- **Task details**:
Wherever the word "roof" appears in the entries, copy the whole line.

- **Given data**:

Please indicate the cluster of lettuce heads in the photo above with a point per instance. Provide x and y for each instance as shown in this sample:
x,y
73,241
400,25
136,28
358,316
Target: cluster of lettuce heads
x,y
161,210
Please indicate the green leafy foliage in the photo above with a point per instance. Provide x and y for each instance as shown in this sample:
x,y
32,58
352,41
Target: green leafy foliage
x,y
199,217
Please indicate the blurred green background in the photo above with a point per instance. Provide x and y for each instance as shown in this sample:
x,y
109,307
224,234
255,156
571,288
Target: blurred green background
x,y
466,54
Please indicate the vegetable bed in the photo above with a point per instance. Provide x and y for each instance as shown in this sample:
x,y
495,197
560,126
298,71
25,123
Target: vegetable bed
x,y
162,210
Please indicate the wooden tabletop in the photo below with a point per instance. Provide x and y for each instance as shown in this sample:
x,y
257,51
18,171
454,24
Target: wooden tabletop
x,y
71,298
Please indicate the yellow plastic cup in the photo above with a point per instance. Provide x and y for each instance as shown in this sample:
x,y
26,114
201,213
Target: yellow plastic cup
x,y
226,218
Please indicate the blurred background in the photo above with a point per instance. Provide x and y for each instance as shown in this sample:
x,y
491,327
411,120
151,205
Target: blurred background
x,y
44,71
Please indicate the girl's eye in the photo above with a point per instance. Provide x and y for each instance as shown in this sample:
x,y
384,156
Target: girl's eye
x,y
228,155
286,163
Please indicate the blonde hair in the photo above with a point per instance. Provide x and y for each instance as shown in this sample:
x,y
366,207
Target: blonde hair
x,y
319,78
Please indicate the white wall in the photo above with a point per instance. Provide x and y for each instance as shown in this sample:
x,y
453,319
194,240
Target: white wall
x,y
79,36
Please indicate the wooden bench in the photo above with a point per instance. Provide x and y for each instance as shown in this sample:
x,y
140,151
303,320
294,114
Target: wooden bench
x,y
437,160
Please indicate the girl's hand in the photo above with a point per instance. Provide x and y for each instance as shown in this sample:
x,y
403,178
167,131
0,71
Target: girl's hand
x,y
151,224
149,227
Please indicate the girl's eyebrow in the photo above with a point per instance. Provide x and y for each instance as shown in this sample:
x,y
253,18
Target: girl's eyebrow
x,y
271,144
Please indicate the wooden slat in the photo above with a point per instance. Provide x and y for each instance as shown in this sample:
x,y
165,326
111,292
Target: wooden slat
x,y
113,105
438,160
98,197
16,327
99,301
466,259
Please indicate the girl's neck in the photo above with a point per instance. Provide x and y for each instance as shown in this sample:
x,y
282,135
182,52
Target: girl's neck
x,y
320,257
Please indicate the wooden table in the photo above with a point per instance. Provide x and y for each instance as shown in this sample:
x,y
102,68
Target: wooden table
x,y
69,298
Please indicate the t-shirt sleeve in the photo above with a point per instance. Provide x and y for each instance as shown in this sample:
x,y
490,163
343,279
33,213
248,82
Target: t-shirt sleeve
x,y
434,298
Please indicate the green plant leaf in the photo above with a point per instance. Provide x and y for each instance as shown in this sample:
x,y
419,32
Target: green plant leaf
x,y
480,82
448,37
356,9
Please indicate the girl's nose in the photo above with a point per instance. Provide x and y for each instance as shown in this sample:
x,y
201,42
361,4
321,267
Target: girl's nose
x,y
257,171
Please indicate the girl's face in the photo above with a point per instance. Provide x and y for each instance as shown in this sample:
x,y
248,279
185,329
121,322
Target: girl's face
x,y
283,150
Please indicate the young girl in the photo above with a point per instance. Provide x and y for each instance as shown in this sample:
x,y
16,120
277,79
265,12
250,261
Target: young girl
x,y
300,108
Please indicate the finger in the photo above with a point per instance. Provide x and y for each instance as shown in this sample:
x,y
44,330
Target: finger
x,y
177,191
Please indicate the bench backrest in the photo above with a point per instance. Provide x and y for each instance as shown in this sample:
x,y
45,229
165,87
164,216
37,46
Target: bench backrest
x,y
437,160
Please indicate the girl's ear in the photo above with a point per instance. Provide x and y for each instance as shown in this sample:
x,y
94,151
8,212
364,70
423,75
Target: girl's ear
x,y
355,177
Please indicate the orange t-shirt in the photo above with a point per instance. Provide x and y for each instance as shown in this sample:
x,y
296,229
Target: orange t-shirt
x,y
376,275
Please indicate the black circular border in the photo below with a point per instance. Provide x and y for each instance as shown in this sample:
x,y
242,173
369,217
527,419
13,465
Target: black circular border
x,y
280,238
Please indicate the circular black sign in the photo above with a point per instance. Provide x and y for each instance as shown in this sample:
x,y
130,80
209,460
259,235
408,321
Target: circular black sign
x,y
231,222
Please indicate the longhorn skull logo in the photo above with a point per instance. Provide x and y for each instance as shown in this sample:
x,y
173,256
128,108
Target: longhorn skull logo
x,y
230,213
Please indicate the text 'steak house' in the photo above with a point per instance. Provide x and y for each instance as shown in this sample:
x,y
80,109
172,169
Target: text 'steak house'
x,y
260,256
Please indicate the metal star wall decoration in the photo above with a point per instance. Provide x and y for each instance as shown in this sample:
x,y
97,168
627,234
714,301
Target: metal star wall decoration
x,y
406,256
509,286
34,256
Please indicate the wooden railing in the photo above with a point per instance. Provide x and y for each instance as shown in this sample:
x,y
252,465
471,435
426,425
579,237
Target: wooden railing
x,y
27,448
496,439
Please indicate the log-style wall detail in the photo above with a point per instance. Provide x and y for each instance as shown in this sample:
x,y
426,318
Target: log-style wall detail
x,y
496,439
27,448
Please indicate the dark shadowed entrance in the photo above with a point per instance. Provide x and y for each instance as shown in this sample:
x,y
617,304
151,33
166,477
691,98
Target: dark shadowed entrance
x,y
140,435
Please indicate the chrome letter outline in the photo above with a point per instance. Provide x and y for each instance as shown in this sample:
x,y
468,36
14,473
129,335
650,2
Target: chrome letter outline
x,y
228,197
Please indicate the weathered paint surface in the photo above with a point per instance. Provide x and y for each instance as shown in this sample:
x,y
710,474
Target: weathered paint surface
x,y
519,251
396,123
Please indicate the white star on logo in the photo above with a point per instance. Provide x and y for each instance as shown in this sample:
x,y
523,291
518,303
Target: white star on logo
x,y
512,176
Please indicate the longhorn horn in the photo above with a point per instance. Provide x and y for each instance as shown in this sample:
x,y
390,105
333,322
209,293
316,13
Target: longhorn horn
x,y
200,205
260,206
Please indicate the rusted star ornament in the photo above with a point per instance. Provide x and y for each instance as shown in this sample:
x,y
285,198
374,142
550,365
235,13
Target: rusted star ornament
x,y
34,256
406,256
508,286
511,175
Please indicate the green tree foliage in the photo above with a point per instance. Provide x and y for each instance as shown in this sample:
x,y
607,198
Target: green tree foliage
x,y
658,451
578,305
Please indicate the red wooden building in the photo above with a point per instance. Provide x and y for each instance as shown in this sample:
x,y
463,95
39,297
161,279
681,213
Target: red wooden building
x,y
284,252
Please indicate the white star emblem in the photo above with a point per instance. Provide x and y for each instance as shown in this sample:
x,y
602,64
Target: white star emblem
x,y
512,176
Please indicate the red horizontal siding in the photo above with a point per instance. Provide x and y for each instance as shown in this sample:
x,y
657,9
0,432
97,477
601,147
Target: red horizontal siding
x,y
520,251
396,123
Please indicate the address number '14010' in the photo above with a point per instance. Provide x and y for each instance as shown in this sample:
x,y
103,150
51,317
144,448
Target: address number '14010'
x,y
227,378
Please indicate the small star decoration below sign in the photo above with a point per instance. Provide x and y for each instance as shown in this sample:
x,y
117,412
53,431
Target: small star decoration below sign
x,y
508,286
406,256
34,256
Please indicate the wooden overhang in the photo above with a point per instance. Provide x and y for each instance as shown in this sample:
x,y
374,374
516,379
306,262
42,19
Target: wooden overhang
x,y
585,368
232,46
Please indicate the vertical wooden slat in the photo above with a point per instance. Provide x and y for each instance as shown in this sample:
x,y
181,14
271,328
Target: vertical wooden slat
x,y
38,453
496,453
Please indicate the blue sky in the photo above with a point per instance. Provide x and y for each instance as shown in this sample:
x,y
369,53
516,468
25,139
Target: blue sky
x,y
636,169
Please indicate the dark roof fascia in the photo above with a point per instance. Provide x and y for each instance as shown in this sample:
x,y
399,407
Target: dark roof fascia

- **Exercise response**:
Please indicate the dark roof fascia in the photo above with a point per instance. Provide x and y for each instance as shown in this sample:
Target: dark roof fascia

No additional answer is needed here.